— Task directions —
Copy out every line of the data exactly.
— start of Information given —
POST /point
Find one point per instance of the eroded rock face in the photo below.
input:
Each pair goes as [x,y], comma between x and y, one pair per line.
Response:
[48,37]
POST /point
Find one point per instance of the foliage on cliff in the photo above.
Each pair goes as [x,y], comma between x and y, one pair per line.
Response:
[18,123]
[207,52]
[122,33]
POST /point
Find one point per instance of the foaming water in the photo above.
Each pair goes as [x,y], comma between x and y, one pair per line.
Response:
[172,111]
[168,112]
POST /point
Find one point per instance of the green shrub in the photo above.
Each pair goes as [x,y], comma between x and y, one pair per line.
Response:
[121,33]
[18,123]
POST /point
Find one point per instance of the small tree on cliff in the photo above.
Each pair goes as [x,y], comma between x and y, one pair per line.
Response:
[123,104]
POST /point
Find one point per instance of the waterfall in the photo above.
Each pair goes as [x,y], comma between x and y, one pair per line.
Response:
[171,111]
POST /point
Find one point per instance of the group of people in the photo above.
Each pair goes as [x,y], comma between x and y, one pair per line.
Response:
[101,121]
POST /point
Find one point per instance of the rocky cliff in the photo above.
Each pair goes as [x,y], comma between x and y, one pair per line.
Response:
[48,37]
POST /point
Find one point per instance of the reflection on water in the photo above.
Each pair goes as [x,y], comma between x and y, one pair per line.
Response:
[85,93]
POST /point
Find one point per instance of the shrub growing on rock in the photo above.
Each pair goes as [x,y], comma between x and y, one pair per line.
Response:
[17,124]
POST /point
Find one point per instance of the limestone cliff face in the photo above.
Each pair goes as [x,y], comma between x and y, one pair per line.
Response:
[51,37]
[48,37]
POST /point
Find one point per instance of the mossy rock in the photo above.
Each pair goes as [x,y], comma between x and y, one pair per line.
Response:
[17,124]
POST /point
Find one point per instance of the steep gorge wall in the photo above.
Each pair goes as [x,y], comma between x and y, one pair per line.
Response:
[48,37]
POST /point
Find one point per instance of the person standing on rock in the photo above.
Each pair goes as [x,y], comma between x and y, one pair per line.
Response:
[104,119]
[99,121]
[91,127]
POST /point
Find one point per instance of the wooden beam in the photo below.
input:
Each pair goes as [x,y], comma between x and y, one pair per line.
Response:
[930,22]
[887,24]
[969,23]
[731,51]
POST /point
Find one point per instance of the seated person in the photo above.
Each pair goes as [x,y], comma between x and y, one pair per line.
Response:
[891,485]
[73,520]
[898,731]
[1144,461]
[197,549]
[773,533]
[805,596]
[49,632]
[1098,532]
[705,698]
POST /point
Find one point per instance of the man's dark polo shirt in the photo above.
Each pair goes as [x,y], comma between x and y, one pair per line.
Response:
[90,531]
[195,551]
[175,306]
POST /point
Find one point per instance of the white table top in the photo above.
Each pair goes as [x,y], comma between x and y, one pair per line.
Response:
— end of Information given —
— Task solution —
POST /point
Find one point per instance of the eroded rock face in the photo below.
input:
Each pair goes as [x,y], comma between x and y, one pair per line.
Response:
[48,37]
POST /point
Find one point per instance of the foliage on cliff in the photo above.
Each pair goes as [x,y], comma between x and y, one pair per line.
Response:
[18,123]
[207,52]
[122,33]
POST /point
Find one point per instance of the foaming water in the photo above.
Each pair goes as [x,y], comma between x and y, one pair per line.
Response:
[172,111]
[168,112]
POST /point
Find one point per instance of the green shrub in the photo above.
Each pair goes as [x,y], comma between x and y, one pair per line.
Response:
[121,33]
[18,123]
POST /point
Find one point per instance of the small tree on cliff in the photo above.
Each pair goes as [x,y], comma between x and y, one pair per line.
Response:
[123,104]
POST /point
Find one point per instance of the waterfall in the photo above.
Each pair goes as [x,y], comma between x and y, one pair per line.
Response:
[171,111]
POST /point
Find one point per instance of the group of people in the photo above.
Each pair goes as [x,y], comma between x and y, one pair per line.
Response:
[101,121]
POST /point
Find one point per instance of the rocky cliff in the photo above.
Each pair goes as [x,y], comma between x and y, one pair per line.
Response:
[48,37]
POST /point
Find one point per instance of the reflection on water in the photo above.
Each pair goes as [x,y], comma between x and y, one pair per line.
Response:
[85,93]
POST /point
Find one point per instance of the shrub growing on rock in the photo above.
Each pair goes as [x,y], comma between x and y, one pair per line.
Response:
[17,124]
POST /point
Find one point per instance of the limestone cliff face in the photo above.
Each pair goes as [x,y], comma between x and y, one pair per line.
Response:
[51,37]
[48,37]
POST /point
Find one point per instance of the mossy rock in the photo above.
Each pair goes as [x,y], comma between x and y, one pair per line.
Response:
[17,124]
POST /point
Find one point per instance of the steep gorge wall in the photo above.
Each pair goes as [x,y], comma between x and y, one pair per line.
Response:
[48,37]
POST /point
Find one point per instance of the person standing on rock in the photo above.
Each pair goes as [x,y], comma between x and y, one pair per line.
Response:
[104,119]
[99,121]
[91,127]
POST /point
Find one point per instance of the wooden beam in the photo below.
input:
Each pair goes as [x,y], comma between x and y, one pair per line.
Response:
[930,22]
[887,24]
[969,23]
[731,51]
POST /point
Find one point per instance of the seated person in the photo above.
Each pair goes as [x,y], comma between x and y, one pair per line.
Response:
[891,485]
[73,520]
[898,731]
[1144,461]
[197,549]
[773,533]
[805,596]
[49,632]
[1098,532]
[705,698]
POST /point
Find one point per instance of the man's dark polo shirt in the photo above.
Each pair goes as [x,y], comma between x and y, one pair per line.
Response:
[90,531]
[195,551]
[175,306]
POST /point
Find one point per instance of the white table top in the photo above.
Each pair goes as [x,y], comma between x and y, one pair per line.
Response:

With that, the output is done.